Korte opdracht 1: Druk uit de brontekst letterlijk het gedeelte af vanaf "ZAHEERABAD, 17 maart" tot en met "per hectare dalen.".
Korte opdracht 2:
Beantwoord de volgende vragen op basis van de brontekst.
(a) Hoeveel vrouwen hebben zich in het zuiden van India verenigd in het collectief?
(b) In welk jaar verscheen het rapport van het Internationale Klimaatpanel van de VN?
(c) Met hoeveel zou de graanproductie dalen bij een temperatuurstijging van een halve graad Celsius?

ZAHEERABAD, 17 maart 2009 (IPS) - In de strijd tegen de klimaatverandering hebben vijfduizend vrouwen in het droge zuiden van India zich verenigd in een collectief dat overschakelt op organische landbouw zonder chemicaliën of irrigatie.
India kan zich maar beter wapenen tegen de gevolgen van de klimaatverandering, zo bleek in 2007 al uit een rapport van het Internationale Klimaatpanel van de VN (IPCC). Daarin staat dat de neerslagpatronen aanzienlijk zullen veranderen. Het land krijgt te maken met intensere regens tijdens korte periodes, maar in december, januari en februari zou er heel wat weer minder neerslag vallen. Het hele jaar zouden er frequente en aanhoudende droogtes voorkomen. De Indiase landbouw is daar het eerste slachtoffer van: bij een temperatuurstijging van amper een halve graad Celsius zou de graanproductie met 0,45 ton per hectare dalen.

Gegevens:
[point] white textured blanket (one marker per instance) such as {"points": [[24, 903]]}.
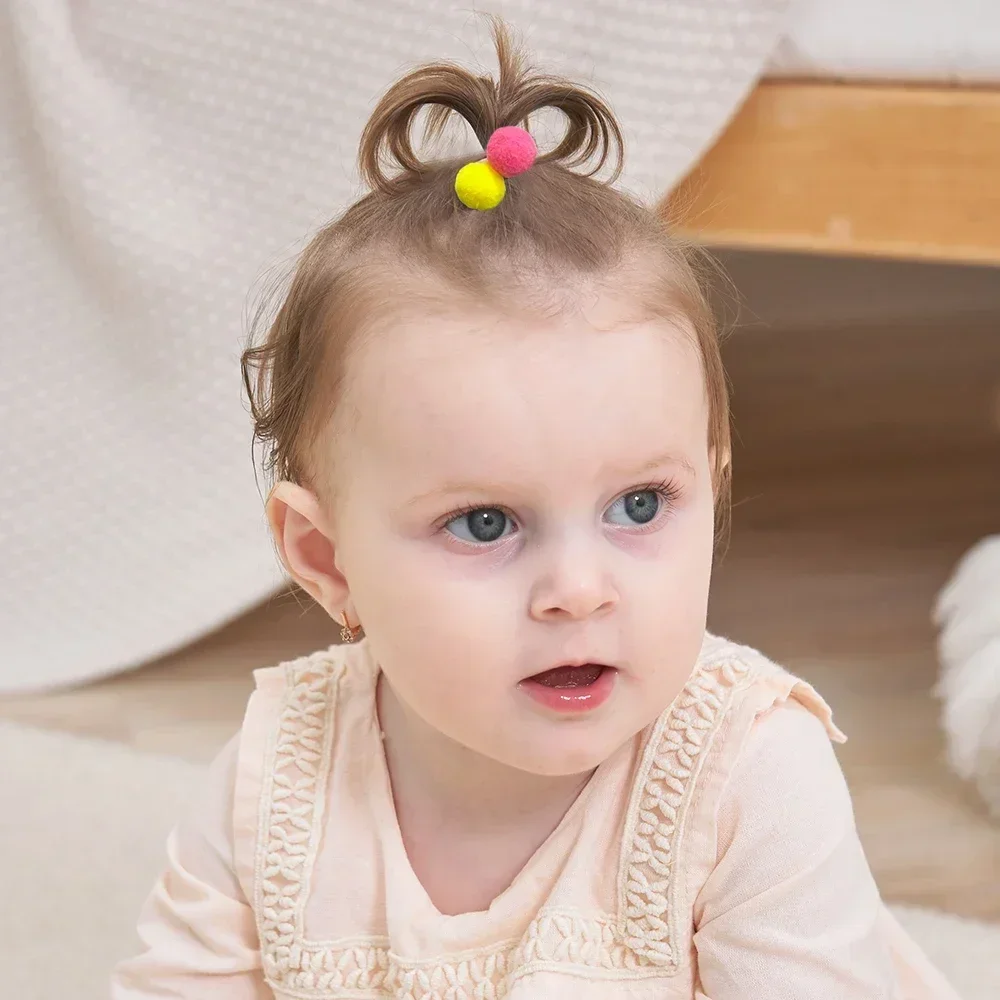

Volledig antwoord 1:
ZAHEERABAD, 17 maart 2009 (IPS) - In de strijd tegen de klimaatverandering hebben vijfduizend vrouwen in het droge zuiden van India zich verenigd in een collectief dat overschakelt op organische landbouw zonder chemicaliën of irrigatie.
India kan zich maar beter wapenen tegen de gevolgen van de klimaatverandering, zo bleek in 2007 al uit een rapport van het Internationale Klimaatpanel van de VN (IPCC). Daarin staat dat de neerslagpatronen aanzienlijk zullen veranderen. Het land krijgt te maken met intensere regens tijdens korte periodes, maar in december, januari en februari zou er heel wat weer minder neerslag vallen. Het hele jaar zouden er frequente en aanhoudende droogtes voorkomen. De Indiase landbouw is daar het eerste slachtoffer van: bij een temperatuurstijging van amper een halve graad Celsius zou de graanproductie met 0,45 ton per hectare dalen.

Volledig antwoord 2:
(a) Vijfduizend vrouwen.
(b) In 2007.
(c) Met 0,45 ton per hectare.